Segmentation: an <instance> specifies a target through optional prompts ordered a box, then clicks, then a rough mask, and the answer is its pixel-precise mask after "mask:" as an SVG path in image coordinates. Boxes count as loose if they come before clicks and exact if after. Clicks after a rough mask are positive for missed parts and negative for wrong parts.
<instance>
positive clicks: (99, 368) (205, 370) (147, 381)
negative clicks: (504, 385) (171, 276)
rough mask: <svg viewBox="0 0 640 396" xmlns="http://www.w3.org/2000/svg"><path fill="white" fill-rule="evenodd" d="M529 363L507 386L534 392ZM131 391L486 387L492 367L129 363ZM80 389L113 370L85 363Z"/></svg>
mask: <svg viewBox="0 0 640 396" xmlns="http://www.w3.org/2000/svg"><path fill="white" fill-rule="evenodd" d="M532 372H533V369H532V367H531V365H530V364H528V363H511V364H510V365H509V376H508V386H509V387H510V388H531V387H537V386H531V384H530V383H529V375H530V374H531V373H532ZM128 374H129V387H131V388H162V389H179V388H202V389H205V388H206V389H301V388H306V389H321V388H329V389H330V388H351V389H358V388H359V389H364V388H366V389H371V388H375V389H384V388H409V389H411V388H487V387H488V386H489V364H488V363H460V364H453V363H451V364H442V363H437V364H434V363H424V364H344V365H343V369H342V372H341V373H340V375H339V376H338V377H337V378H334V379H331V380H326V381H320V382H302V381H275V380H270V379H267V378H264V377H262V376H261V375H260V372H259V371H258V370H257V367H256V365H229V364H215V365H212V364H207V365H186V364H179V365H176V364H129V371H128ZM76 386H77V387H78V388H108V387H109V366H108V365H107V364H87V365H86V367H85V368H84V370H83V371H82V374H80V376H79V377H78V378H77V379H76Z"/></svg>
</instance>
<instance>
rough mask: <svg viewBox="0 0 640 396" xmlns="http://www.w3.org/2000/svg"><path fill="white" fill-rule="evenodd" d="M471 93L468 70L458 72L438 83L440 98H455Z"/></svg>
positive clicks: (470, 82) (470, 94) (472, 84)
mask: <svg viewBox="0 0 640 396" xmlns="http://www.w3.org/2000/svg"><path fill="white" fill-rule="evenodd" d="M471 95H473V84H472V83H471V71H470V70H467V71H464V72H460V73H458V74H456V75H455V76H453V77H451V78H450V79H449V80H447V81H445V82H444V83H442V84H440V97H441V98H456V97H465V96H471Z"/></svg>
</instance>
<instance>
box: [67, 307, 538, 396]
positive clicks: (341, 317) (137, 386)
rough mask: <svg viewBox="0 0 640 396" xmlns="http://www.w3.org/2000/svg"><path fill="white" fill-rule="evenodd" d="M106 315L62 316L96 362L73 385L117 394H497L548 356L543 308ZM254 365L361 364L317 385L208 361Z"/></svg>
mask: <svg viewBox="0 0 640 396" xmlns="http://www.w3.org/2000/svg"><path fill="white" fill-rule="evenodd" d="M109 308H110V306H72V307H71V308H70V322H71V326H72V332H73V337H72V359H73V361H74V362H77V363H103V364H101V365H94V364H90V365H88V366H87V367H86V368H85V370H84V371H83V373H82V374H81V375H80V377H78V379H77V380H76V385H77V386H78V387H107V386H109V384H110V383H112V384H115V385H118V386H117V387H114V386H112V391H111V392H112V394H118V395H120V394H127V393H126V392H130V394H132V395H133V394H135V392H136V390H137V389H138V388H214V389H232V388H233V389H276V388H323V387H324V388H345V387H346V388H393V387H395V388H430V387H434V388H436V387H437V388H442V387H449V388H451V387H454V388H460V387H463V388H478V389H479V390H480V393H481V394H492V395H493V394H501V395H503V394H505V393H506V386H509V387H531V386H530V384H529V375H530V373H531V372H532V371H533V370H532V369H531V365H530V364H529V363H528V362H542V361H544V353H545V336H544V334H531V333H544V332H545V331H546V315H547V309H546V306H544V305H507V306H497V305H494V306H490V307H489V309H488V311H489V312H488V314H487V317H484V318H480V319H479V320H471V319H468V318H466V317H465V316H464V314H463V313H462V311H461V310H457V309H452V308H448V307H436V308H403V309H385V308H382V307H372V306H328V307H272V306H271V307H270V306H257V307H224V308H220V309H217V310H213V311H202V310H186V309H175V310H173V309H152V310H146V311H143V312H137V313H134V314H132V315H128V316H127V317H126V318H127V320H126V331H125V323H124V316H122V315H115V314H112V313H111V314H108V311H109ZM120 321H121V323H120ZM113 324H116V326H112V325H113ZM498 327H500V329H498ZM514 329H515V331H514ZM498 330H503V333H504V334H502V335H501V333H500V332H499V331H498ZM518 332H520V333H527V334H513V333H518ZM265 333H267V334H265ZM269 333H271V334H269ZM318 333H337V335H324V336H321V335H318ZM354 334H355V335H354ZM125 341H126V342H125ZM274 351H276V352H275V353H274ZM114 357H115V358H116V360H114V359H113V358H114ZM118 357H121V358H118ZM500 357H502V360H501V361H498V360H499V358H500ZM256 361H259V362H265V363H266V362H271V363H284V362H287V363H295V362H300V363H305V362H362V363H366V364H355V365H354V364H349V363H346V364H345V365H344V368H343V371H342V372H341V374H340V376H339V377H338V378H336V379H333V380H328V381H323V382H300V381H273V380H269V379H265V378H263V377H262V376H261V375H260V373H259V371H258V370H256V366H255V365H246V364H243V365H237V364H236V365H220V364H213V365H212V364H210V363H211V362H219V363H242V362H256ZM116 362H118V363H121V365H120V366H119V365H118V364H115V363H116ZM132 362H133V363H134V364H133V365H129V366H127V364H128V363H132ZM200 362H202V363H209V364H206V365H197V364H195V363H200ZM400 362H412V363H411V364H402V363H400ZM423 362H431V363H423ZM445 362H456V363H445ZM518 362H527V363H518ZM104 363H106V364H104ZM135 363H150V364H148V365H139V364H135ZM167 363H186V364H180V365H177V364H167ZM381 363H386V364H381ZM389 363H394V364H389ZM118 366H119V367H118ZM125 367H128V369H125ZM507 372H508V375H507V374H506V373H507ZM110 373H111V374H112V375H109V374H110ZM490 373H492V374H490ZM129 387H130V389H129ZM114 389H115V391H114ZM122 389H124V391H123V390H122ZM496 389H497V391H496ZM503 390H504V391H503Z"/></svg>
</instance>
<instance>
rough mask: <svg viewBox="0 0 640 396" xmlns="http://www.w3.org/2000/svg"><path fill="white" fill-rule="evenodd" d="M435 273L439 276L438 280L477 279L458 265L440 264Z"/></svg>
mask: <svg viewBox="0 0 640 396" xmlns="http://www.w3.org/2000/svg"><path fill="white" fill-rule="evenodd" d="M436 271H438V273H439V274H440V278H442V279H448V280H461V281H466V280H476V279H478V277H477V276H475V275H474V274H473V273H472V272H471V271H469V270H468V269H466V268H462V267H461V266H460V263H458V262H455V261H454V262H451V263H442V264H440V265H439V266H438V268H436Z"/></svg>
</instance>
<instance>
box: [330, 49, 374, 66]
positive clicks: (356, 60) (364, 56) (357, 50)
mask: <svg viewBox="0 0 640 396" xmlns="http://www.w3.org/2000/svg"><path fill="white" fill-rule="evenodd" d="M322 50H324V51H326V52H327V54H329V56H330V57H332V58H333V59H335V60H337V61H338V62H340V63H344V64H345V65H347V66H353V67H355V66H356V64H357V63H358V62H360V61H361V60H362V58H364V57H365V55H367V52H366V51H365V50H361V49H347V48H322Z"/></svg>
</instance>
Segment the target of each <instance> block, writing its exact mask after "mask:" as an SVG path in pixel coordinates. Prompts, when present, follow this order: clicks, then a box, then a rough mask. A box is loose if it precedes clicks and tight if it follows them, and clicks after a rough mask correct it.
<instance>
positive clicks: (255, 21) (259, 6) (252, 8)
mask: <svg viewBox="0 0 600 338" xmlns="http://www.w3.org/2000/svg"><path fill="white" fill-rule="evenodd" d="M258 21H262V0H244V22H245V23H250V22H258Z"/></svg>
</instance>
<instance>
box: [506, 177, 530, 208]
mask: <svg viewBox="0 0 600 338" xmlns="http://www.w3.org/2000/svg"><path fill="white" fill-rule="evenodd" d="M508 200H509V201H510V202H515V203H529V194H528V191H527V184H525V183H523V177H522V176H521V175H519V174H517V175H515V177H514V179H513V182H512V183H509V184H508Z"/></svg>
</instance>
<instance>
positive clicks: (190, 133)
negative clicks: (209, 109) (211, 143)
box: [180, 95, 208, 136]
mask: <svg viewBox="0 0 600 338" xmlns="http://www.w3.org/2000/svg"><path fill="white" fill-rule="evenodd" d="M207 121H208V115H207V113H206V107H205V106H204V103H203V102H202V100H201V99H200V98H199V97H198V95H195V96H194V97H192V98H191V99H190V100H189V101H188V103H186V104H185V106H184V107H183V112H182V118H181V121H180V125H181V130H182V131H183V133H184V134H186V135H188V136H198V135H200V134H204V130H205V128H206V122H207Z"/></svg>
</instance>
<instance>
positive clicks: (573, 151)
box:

● ● ●

_Prompt:_ Each line of the data above that contains the word "target" counts once; report the total and add nothing.

_Solution to this problem:_ 2